Но Печорин отверг предложенный мир и выставил неприемлемые условия прекращения дуэли: потребовал от Грушницкого публичного признания во лжи, в то время как тот был полностью уверен в собственной правоте! И всё же Грушницкий нашёл в себе силы выстрелить мимо, потому что промахнуться в тех условиях было невозможно даже штатскому, впервые взявшему пистолет в руки. И уж тем более не мог дать промах боевой офицер, почти год проведший в стычках с черкесами, награждённый «георгием» за храбрость. Грушницкий пощадил Печорина, публично оскорбившего его обвинением во лжи, разрушившего его счастье, предавшего былую дружбу, опозорившего его любимую. А вот Печорин не промахнулся. Так кто же из них двоих — подлец?
Однако, жизнь — это не роман. Отсутствие на месте поединка доктора говорит о том, что все её участники рассчитывали на мирный исход. Трагические последствия не нужны никому, в первую очередь самому Лермонтову, и так официально отбывающему ссылку за дуэль. На этот раз в случае огласки он получил бы каторгу или пожизненно попал в солдаты. А ведь Мишель планировал выйти в отставку и написать грандиозный роман–эпопею, чего конечно не мог бы исполнить в случае разжалования в рядовые. Князю Васильчикову, корнету Глебову и другим секундантам и свидетелям дуэли, оставшимся официально неназванными, тоже грозило серьёзное наказание. Очевидно, что сам факт поединка изначально планировали скрыть, поэтому не только врача, но и слуг с собой не взяли. Все участники дуэли рассчитывали на примирение сторон и даже привезли на место дуэли ящик шампанского, чтобы отпраздновать благополучное разрешение конфликта.

### Строки данных
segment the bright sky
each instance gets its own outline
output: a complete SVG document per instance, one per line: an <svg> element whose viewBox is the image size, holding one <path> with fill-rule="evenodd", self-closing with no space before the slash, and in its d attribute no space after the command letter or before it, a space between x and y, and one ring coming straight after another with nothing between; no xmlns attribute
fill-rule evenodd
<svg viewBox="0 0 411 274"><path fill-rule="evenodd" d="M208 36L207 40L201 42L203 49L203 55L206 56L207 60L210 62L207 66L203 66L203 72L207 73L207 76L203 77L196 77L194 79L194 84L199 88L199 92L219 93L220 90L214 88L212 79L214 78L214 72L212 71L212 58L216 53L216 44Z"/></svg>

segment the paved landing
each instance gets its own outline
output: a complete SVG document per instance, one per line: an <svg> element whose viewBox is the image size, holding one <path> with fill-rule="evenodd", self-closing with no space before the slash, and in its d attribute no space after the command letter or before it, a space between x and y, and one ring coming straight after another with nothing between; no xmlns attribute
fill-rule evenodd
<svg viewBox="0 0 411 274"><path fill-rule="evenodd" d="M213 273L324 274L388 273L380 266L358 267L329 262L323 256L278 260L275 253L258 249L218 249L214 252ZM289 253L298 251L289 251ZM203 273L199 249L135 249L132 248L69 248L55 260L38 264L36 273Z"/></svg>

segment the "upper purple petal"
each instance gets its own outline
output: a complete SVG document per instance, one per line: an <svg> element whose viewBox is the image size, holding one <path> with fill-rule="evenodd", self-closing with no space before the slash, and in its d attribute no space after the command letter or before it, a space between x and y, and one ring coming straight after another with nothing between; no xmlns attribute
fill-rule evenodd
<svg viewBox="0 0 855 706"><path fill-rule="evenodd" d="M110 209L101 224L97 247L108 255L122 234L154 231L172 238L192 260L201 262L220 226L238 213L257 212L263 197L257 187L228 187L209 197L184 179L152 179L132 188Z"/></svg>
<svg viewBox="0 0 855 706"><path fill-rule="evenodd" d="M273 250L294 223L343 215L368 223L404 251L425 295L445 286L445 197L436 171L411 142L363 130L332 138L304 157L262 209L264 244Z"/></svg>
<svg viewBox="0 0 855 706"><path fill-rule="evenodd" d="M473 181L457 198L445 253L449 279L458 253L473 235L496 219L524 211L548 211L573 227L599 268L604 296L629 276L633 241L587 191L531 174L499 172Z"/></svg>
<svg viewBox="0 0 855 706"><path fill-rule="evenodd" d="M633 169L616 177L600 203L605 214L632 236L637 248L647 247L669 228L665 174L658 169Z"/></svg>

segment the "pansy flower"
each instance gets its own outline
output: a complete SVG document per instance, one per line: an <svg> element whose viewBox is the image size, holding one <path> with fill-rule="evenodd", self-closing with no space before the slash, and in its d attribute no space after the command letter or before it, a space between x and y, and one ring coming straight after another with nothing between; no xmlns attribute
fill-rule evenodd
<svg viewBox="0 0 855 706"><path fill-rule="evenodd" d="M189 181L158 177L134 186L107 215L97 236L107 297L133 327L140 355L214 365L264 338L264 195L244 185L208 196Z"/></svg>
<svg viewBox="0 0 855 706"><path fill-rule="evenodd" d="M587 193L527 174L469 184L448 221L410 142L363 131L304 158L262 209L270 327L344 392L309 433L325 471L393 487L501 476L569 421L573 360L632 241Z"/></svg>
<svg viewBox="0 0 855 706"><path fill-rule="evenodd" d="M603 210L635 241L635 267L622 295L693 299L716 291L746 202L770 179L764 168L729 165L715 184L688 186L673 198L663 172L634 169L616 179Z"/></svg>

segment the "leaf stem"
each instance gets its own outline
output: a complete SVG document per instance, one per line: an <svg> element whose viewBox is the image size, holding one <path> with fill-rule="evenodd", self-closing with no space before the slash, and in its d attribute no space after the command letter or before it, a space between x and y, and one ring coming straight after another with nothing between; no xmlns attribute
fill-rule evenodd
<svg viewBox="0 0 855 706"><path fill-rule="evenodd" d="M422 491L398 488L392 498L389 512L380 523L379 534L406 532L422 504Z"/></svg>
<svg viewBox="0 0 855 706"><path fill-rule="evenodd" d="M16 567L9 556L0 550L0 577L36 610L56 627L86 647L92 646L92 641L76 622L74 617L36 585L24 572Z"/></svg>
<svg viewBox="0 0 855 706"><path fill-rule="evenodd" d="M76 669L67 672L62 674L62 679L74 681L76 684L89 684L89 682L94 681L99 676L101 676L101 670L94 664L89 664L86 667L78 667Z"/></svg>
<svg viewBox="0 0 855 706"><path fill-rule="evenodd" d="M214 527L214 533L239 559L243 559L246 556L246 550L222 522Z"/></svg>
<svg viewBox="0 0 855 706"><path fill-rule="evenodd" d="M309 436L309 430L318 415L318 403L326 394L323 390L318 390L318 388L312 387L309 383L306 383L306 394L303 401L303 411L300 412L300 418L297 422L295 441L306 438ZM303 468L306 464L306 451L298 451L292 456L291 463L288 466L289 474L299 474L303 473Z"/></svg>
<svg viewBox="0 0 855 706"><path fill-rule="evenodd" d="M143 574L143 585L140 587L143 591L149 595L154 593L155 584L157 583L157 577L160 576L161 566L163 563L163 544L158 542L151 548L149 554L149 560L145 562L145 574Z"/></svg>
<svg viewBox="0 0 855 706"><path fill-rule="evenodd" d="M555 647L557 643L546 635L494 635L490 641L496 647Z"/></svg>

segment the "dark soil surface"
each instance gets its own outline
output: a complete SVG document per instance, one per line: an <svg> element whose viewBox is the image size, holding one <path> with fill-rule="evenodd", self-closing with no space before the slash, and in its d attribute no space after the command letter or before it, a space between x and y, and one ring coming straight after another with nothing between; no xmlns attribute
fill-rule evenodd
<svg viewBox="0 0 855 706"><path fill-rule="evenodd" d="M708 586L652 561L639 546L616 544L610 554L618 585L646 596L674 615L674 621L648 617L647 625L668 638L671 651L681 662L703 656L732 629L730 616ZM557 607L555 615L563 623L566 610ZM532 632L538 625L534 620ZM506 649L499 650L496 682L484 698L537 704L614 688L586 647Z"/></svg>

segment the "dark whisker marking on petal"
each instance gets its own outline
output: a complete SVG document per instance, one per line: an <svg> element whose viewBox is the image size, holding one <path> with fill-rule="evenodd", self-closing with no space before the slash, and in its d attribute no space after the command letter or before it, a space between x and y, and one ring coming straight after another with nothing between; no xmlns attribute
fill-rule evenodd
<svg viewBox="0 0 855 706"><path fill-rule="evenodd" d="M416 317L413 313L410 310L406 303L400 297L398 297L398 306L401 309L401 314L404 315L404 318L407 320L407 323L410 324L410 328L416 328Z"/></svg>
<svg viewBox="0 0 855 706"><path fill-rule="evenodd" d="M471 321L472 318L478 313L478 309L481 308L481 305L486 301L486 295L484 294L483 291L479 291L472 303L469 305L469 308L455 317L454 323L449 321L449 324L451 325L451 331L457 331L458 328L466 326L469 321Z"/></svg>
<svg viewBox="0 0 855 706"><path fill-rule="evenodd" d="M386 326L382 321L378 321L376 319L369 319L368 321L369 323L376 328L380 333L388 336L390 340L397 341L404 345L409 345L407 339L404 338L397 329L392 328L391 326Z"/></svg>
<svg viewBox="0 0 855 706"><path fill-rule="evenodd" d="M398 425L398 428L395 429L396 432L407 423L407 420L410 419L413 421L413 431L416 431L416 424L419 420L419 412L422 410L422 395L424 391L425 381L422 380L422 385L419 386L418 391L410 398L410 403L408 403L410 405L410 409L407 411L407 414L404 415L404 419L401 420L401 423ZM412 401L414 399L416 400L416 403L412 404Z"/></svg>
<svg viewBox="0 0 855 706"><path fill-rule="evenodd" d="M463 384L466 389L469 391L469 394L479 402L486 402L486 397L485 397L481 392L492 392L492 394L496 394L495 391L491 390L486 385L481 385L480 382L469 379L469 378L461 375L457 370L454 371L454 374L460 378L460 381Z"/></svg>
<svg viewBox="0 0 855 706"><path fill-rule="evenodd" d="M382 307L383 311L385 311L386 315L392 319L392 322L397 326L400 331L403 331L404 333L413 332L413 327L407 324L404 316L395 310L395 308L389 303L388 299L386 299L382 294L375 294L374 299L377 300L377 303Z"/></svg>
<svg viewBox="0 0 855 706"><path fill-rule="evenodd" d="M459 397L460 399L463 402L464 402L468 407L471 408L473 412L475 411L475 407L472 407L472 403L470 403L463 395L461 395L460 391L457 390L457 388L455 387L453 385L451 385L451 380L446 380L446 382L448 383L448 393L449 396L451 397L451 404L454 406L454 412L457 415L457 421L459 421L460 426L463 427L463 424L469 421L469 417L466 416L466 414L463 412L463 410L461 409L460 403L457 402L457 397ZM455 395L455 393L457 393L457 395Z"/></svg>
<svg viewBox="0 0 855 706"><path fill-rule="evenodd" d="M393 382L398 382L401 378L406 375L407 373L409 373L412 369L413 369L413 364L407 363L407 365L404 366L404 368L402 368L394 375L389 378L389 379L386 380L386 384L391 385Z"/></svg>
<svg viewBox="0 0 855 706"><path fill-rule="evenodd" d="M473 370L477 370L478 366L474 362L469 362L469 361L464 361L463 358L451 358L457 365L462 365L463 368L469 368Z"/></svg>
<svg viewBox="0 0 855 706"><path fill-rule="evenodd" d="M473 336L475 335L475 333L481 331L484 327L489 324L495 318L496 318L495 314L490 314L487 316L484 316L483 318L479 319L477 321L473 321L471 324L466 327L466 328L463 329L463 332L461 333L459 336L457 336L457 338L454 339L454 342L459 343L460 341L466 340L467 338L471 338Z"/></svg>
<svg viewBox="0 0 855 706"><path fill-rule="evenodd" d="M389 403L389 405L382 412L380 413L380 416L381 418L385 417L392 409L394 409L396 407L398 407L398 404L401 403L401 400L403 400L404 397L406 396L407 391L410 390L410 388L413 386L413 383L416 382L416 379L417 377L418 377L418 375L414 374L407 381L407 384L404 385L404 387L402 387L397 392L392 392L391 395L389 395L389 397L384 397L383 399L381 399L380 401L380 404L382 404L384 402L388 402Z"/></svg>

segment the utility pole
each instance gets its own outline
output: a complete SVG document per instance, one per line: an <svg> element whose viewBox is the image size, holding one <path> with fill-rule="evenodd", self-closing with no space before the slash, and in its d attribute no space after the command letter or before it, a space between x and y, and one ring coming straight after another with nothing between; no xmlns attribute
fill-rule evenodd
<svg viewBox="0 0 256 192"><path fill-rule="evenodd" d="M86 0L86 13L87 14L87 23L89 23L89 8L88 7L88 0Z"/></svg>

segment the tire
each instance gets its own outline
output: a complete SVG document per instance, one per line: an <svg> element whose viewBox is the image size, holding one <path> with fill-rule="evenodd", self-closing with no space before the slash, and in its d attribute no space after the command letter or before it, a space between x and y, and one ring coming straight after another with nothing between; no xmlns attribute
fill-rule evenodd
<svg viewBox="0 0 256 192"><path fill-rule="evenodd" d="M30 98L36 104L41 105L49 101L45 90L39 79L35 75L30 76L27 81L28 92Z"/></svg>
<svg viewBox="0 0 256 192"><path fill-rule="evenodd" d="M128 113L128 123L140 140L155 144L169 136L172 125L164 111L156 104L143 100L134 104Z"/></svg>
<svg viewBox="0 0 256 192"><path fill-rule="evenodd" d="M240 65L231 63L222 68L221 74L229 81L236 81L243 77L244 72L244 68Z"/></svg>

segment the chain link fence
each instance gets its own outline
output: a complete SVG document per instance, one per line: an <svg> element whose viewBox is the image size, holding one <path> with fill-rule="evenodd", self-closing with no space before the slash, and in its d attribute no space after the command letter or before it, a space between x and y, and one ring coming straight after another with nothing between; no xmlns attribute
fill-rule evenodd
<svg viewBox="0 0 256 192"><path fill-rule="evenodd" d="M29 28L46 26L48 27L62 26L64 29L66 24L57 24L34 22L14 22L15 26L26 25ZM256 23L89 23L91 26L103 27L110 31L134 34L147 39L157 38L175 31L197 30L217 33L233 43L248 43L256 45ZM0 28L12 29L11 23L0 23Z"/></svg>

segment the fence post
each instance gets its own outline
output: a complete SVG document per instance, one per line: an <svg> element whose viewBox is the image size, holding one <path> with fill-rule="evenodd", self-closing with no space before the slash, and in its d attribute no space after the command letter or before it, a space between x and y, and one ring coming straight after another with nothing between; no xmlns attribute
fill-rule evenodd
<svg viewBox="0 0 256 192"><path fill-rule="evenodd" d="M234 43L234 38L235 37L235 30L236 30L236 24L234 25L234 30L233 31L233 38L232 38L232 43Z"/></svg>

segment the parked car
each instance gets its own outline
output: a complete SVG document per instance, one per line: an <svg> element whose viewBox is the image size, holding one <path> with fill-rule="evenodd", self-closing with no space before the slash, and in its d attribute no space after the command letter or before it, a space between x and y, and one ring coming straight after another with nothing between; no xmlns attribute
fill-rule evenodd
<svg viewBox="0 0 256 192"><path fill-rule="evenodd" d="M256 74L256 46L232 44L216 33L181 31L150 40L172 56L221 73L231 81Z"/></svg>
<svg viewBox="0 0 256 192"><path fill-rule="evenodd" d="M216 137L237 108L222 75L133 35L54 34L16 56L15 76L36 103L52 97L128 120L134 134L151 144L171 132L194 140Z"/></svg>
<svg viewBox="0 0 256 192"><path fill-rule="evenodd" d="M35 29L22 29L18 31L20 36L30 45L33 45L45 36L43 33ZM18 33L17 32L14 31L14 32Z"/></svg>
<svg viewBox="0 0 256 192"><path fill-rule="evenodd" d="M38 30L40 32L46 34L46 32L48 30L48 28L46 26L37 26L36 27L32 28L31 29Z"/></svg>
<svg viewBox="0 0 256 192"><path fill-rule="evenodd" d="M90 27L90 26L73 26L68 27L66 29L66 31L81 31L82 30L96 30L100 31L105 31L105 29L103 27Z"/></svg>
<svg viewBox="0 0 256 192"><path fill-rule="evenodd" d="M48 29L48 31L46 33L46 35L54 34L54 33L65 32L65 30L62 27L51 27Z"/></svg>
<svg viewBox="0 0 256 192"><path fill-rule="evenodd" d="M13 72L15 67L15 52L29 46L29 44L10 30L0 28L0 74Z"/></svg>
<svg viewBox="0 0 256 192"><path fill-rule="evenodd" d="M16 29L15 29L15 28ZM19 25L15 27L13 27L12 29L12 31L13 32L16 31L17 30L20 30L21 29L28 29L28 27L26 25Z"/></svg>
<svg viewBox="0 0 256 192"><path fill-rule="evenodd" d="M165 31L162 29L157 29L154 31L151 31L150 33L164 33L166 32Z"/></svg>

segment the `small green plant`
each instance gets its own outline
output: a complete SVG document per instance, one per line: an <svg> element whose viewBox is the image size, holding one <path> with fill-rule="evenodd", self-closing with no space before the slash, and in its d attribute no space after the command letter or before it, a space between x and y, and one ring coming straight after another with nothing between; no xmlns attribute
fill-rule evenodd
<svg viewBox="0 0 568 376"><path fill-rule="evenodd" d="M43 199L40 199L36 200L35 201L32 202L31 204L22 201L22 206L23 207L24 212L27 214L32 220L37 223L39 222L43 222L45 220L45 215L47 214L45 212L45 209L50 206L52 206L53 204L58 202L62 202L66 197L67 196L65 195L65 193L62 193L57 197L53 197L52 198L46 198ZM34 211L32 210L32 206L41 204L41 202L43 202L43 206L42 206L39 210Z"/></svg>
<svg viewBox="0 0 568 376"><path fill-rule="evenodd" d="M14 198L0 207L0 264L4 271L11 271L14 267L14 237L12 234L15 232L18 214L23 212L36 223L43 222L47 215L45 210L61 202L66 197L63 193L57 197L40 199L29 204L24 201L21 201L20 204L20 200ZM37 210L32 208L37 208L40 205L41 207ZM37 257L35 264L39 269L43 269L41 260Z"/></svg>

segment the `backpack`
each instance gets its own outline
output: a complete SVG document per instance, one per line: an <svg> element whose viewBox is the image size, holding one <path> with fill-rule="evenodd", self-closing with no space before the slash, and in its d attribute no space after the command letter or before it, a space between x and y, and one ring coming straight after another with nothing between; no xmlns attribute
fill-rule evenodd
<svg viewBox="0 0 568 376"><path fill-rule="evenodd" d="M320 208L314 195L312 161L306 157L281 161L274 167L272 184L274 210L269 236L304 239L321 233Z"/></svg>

### Вопросы к тексту
#1 Перепишите из текста о дуэли без изменений отрывок, начиная со слов «Но Печорин отверг» и продолжая до слов «двоих — подлец?» включительно.
#2 В тексте о дуэли есть предложение, начинающееся словами «Грушницкий пощадил Печорина». Перечислите все поступки Печорина по отношению к Грушницкому, названные в этом предложении.
Строки представляют собой отдельный материал и к тексту о дуэли не относятся.

### Ответы к заданиям
#1
Но Печорин отверг предложенный мир и выставил неприемлемые условия прекращения дуэли: потребовал от Грушницкого публичного признания во лжи, в то время как тот был полностью уверен в собственной правоте! И всё же Грушницкий нашёл в себе силы выстрелить мимо, потому что промахнуться в тех условиях было невозможно даже штатскому, впервые взявшему пистолет в руки. И уж тем более не мог дать промах боевой офицер, почти год проведший в стычках с черкесами, награждённый «георгием» за храбрость. Грушницкий пощадил Печорина, публично оскорбившего его обвинением во лжи, разрушившего его счастье, предавшего былую дружбу, опозорившего его любимую. А вот Печорин не промахнулся. Так кто же из них двоих — подлец?

#2
- публично оскорбил его обвинением во лжи
- разрушил его счастье
- предал былую дружбу
- опозорил его любимую